# Guhong and Jigaloo



## ArcticxWolf (Oct 26, 2010)

So, I got a guhong recently. I tried lubing it with jigaloo, but it made the cube have this incredibly bad smell and began being really slow. has anybody else had similar problems and is jigaloo supposed to do that to the guhong?


----------



## freshcuber (Oct 26, 2010)

I couldn't tell you but GuHong+Lubix=orgasmic


----------



## o2gulo (Oct 26, 2010)

Did you put too much lube? The pieces will melt! IMO, i dont recommend jig-a-loo just use CRC or lubix or w/e


----------



## axe97 (Oct 26, 2010)

i put some jig-a-loo in about 2 hours ago. i only put in like 1.5 sprays in one edge piece and then worked it in for like 5 mins. while it didnt make it smell that bad, it did not make it have any improvements. i seriously need to get some lubix to test my guhong, because as of right now my guhong sucks and i like my F2 wayyyyy more


----------



## ArcticxWolf (Oct 26, 2010)

# DATA
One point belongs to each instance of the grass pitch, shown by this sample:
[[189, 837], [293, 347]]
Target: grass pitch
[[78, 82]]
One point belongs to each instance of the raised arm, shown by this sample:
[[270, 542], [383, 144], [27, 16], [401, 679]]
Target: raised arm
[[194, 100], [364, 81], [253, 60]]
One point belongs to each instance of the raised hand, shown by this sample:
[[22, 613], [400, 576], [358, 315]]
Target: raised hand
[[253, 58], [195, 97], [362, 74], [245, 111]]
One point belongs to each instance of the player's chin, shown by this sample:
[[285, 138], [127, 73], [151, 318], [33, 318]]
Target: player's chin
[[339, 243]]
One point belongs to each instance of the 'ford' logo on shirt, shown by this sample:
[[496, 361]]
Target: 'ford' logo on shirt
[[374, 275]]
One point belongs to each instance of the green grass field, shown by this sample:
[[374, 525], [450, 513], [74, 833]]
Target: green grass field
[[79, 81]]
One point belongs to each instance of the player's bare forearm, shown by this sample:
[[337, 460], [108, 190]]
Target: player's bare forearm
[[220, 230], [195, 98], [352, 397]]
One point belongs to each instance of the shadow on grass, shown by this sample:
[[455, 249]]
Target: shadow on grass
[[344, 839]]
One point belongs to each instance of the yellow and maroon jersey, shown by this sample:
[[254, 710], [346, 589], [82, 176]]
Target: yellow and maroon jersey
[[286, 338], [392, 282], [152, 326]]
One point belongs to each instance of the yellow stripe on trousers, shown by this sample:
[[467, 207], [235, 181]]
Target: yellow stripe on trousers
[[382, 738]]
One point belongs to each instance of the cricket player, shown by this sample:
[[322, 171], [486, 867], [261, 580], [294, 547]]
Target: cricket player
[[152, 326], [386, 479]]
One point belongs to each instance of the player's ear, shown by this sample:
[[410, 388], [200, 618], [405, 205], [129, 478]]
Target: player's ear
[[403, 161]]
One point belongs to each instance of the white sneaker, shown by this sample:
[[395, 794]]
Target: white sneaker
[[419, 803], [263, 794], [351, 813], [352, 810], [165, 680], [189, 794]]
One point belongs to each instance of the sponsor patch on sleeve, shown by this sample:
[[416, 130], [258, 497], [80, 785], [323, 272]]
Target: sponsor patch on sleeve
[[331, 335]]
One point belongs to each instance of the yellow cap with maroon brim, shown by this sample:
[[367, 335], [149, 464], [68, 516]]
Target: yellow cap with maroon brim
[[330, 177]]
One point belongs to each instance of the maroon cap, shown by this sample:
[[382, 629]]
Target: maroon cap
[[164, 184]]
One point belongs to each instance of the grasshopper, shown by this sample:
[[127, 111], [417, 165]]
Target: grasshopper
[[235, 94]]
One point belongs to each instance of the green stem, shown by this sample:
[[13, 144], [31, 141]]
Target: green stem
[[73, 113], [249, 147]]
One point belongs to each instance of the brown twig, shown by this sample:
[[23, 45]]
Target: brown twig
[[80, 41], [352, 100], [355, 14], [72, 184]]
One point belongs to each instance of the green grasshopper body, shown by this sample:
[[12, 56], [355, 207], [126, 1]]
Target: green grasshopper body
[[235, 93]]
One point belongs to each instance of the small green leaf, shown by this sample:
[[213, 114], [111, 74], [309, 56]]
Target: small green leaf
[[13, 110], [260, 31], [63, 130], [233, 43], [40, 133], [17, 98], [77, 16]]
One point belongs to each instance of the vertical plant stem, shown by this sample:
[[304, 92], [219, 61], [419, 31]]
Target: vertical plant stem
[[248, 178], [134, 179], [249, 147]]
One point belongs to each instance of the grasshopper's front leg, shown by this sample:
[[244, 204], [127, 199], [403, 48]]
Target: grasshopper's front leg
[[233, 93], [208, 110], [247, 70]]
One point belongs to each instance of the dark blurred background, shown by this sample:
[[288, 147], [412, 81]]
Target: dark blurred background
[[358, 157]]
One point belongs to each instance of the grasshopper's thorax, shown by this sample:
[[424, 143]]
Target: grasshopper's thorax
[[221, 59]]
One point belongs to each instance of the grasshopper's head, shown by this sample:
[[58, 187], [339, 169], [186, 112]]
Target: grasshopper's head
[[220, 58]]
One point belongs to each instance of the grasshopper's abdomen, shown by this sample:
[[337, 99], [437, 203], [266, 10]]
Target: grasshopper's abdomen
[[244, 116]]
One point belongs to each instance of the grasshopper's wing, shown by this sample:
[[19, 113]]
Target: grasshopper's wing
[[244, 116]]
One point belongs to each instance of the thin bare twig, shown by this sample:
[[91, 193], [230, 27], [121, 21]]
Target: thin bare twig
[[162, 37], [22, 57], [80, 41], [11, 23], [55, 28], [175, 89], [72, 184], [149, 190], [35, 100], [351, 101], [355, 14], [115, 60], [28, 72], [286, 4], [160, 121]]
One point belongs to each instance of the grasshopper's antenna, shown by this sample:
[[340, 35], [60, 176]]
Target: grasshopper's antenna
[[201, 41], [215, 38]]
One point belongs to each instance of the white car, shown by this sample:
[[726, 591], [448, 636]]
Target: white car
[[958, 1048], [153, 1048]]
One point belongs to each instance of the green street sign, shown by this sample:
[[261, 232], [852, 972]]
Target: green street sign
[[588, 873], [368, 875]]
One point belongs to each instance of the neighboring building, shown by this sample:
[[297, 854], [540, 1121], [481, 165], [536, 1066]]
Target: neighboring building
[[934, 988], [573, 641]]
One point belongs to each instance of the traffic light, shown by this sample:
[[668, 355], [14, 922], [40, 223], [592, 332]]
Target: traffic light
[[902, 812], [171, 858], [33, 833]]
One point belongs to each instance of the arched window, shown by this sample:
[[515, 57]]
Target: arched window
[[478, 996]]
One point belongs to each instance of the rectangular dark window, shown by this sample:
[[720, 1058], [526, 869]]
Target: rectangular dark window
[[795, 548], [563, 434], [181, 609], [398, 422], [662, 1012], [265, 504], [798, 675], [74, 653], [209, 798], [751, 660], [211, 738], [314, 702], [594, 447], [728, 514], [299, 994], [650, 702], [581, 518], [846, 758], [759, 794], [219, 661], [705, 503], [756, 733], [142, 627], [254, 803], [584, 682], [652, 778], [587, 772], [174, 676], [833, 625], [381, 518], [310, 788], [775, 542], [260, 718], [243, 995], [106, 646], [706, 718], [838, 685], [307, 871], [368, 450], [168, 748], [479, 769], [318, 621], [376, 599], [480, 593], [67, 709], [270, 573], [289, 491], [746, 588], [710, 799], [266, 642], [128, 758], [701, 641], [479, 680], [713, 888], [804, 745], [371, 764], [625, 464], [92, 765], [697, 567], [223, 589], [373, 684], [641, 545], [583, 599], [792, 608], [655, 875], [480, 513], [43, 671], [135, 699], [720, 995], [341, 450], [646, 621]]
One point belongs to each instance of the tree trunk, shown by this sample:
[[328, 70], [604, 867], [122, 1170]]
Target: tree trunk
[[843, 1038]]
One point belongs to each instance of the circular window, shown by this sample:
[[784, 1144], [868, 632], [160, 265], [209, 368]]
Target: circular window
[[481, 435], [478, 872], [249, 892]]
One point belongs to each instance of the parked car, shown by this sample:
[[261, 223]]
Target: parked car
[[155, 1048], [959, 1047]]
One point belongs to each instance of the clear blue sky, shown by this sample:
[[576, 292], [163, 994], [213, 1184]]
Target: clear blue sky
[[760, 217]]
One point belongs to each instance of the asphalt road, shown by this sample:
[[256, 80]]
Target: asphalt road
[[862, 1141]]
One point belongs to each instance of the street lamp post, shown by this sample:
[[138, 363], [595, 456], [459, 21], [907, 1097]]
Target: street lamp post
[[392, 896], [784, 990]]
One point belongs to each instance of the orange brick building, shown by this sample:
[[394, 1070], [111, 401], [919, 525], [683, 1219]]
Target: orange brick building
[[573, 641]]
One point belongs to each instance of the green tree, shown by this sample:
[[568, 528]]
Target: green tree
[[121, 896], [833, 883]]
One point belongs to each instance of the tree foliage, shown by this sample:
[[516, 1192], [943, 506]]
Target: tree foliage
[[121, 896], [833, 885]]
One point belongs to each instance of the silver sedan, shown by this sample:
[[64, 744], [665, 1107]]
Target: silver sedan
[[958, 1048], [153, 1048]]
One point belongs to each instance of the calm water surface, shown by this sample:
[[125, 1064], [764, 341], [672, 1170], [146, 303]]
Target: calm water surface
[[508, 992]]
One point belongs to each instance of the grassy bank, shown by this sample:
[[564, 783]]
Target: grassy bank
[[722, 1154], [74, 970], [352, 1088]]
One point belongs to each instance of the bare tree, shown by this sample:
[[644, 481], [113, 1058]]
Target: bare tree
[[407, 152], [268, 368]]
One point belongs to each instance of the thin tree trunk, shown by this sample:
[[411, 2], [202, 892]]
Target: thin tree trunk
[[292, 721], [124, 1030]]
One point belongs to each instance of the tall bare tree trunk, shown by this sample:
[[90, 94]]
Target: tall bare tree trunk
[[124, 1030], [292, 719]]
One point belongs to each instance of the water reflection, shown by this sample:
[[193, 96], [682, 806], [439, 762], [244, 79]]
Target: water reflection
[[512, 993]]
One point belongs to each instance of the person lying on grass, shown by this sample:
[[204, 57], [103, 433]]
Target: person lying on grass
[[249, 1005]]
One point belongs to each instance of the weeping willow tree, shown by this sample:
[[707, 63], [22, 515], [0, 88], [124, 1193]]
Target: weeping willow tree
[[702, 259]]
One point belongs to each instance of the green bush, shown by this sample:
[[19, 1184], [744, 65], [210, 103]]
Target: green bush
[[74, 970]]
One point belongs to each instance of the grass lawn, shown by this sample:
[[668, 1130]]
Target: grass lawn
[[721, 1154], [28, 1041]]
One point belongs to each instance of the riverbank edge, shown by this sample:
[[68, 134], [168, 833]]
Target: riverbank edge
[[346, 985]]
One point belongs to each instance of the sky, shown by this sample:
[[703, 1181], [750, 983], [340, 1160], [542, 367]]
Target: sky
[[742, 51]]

# GIVEN EXERCISE
Please reproduce the forum thread on lubing a GuHong above word for word, between "# Guhong and" and "freshcuber (Oct 26, 2010)", inclusive.

# ANSWER TO THE EXERCISE
# Guhong and Jigaloo



## ArcticxWolf (Oct 26, 2010)

So, I got a guhong recently. I tried lubing it with jigaloo, but it made the cube have this incredibly bad smell and began being really slow. has anybody else had similar problems and is jigaloo supposed to do that to the guhong?


----------



## freshcuber (Oct 26, 2010)